Entries taken from a collection:
begin

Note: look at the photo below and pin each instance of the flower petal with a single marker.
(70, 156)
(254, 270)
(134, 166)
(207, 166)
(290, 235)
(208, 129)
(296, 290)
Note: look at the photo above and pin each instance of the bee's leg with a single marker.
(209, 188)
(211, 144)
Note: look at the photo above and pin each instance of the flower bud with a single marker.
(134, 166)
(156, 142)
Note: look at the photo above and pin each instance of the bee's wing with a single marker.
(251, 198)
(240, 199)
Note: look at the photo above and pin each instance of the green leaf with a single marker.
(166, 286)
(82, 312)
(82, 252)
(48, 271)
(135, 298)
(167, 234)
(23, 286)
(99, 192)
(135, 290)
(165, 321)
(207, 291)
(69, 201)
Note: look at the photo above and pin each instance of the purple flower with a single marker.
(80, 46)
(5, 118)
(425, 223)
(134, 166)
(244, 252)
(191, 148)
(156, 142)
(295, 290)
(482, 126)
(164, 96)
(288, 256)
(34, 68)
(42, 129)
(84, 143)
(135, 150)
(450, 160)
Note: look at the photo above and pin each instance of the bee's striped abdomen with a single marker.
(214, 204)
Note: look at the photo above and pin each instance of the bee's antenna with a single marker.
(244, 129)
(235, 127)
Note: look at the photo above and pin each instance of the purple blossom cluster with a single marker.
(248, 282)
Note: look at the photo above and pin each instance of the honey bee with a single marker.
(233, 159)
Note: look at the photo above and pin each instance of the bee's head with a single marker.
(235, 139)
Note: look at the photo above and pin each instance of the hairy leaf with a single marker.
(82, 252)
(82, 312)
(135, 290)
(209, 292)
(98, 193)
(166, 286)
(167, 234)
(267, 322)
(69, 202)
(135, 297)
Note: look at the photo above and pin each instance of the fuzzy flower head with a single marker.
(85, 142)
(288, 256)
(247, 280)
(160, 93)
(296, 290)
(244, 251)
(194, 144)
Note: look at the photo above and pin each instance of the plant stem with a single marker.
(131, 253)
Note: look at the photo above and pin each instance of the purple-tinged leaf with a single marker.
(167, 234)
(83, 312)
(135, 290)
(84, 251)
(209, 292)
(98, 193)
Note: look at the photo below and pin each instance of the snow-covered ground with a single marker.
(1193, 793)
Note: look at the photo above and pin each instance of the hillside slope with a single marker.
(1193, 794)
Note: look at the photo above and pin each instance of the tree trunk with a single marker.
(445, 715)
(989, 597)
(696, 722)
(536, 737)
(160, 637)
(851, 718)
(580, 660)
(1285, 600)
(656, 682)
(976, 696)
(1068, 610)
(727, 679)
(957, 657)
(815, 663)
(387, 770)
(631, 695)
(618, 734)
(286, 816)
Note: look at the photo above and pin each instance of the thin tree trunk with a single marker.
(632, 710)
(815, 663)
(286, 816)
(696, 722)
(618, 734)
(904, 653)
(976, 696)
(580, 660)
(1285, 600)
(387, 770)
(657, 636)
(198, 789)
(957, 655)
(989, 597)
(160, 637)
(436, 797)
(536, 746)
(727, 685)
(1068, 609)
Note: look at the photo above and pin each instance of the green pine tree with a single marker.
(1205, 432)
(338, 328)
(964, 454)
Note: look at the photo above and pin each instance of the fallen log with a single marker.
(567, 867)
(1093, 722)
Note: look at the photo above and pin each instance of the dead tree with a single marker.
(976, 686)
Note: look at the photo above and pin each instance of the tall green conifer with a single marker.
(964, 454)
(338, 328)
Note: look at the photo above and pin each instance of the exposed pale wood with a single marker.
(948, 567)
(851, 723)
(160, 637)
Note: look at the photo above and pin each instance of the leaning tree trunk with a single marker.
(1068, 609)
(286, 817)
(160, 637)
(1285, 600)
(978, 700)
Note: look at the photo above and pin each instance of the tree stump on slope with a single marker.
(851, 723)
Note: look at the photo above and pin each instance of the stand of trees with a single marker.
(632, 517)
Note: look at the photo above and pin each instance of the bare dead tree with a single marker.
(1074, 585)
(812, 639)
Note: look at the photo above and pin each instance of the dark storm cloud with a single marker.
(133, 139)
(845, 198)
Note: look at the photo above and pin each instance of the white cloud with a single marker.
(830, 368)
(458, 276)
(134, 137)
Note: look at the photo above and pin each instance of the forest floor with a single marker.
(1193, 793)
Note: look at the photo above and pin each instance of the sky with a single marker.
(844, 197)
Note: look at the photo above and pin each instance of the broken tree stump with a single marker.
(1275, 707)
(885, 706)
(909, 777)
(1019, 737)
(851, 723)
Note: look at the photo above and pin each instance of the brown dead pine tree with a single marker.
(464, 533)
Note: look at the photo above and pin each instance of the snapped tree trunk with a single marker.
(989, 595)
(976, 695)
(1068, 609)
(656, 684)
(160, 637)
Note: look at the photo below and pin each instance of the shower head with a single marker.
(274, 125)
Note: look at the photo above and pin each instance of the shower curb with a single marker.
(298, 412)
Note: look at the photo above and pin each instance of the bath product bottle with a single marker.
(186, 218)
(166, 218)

end

WRITTEN EXERCISE: Output, unchanged, the lines from the line with "trees with a single marker." through the final line of the material.

ANSWER TO THE TASK:
Note: look at the photo above and pin each instance of the stand of trees with a single marker.
(632, 517)
Note: look at the photo above and pin each instance of the bare dead tree with a single marker.
(1074, 585)
(812, 639)
Note: look at the photo above and pin each instance of the dark storm cloud with a single marker.
(133, 139)
(845, 198)
Note: look at the photo above and pin each instance of the white cloud with a single marker.
(830, 368)
(458, 276)
(134, 137)
Note: look at the photo above and pin each instance of the forest floor with a single marker.
(1193, 793)
Note: look at the photo above and pin each instance of the sky with a single marker.
(844, 197)
Note: look at the photo above and pin each instance of the broken tree stump with a single marker.
(1275, 707)
(885, 706)
(909, 777)
(1019, 737)
(851, 723)
Note: look at the photo above and pin each instance of the brown dead pine tree with a single marker.
(464, 533)
Note: look at the photo above and pin each instance of the snapped tree trunk with a single marker.
(989, 595)
(976, 695)
(1068, 609)
(656, 684)
(160, 637)
Note: look at the photo below and pin each instance of the shower head with a single marker.
(274, 125)
Note: look at the photo above and pin each instance of the shower curb with a single marker.
(298, 412)
Note: look at the photo above and pin each instance of the bath product bottle with a single marker.
(186, 218)
(166, 218)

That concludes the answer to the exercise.